• [Testo estratto]:

A Giugno, con cadenza annuale, si tiene a Le Mans la corsa di auto più bella del mondo, vi racconto come la vivo e spero di convincervi a venirci anche voi, in pellegrinaggio
Testo del podcast:
Le Mans, il rito
Tertre Rouge, Hunadieres, Mulsanne, Arnage, Maison Blanche. Sono i nomi delle curve storiche del circuito che ripeti come una preghiera mentre macini decine di chilometri, trascinando lentamente i piedi per girartele tutte quelle curve, accompagnato da altri 250 mila penitenti e dall’ululato continuo dei motori.
Ho perso il conto di quanti pellegrinaggi ho fatto qui a Le Mans, per vedere la 24 ore, eppure il desiderio di tornarci è sempre abbastanza forte da comprare il biglietto per tempo, chiedere le ferie, raccattare i soldi necessari, magari cercare compagni di avventura da iniziare al culto, e soprattutto scegliere i miei paladini. In genere scelgo con cura sul programma della corsa, tra la sessantina di iscritti macchine e piloti che partono sfavoriti, infantilmente li valuto dalle facce, persone che immagino lotteranno contro avversari potenti, ricchi e cattivi, fino in fondo, e magari li batteranno, facce che sembrano non conoscere il sorriso.
Nella mia infanzia l’automobilismo, con la sua cupa galleria romantica di eroi che sono morti in maniera sgraziata, mi ha sempre affascinato. Tanto da volerci provare, a fare il cavaliere senza macchia con la tuta e il casco, ho cominciato a correre tardi e con pochi mezzi, fino a quando, tra una prova speciale e l’altra di un rallye mi sono chiesto “cosa ci faccio qui”, che ha decretato la fine della carriera, troppa fatica e poche soddisfazioni.
E perchè invece mi piace Le Mans: I francesi sono sempre stati i più bravi a creare eventi mitologici legati allo sport, loro hanno inventato il tour de France, la parigi-dakar, ma soprattutto la 24 ore di Le Mans, sono tutte e tre competizioni che sono state capaci di trainarsi dietro una scia infinita di racconti e leggende.
Il tour dee France lo seguo sonnecchiante sul divano, i dolci panorami francesi conciliano i miei pisolini pomeridiani di Luglio, mentre la dakar per me, che sono stato un incallito rallysta, ha rappresentato un obbiettivo di carriera irraggiungibile, e questo pensiero mi irrita.

• [Consegna 1]:
Indica se ciascuna affermazione concorda con il testo su Le Mans, rispondendo sì o no e citando le parole decisive.
(a) Chi parla ha chiuso la propria carriera di pilota durante un rallye.
(b) Chi parla guarda il Tour de France ben sveglio e attento.
(c) La 24 ore di Le Mans si corre ogni due anni.
• [Consegna 2]:
Rispondi alle domande seguenti in base al testo su Le Mans.
(a) Quanti altri penitenti accompagnano chi percorre le curve del circuito?
(b) Circa quanti sono gli iscritti sul programma della corsa?
(c) Quali tre competizioni hanno inventato i francesi?

• [Dati archiviati]:

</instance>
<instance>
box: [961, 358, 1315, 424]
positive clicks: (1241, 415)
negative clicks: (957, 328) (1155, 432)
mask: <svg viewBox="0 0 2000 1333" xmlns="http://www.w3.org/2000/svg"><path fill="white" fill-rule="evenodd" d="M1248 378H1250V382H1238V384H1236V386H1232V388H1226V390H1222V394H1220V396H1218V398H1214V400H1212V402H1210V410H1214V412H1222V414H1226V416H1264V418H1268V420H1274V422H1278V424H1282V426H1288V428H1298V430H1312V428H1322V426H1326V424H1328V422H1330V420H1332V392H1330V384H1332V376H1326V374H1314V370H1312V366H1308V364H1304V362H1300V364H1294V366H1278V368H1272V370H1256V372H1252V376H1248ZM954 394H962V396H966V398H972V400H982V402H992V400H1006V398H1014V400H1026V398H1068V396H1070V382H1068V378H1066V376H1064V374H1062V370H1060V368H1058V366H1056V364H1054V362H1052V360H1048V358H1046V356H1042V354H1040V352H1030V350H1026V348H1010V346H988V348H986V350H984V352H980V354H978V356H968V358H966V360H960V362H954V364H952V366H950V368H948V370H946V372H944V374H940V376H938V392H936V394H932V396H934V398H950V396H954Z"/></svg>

• [Soluzione scritta 1]:
(a) Sì: "tra una prova speciale e l’altra di un rallye mi sono chiesto “cosa ci faccio qui”, che ha decretato la fine della carriera"
(b) No: "lo seguo sonnecchiante sul divano"
(c) No: "A Giugno, con cadenza annuale, si tiene a Le Mans la corsa di auto più bella del mondo"

• [Soluzione scritta 2]:
(a) 250 mila.
(b) Una sessantina.
(c) Il Tour de France, la Parigi-Dakar e la 24 ore di Le Mans.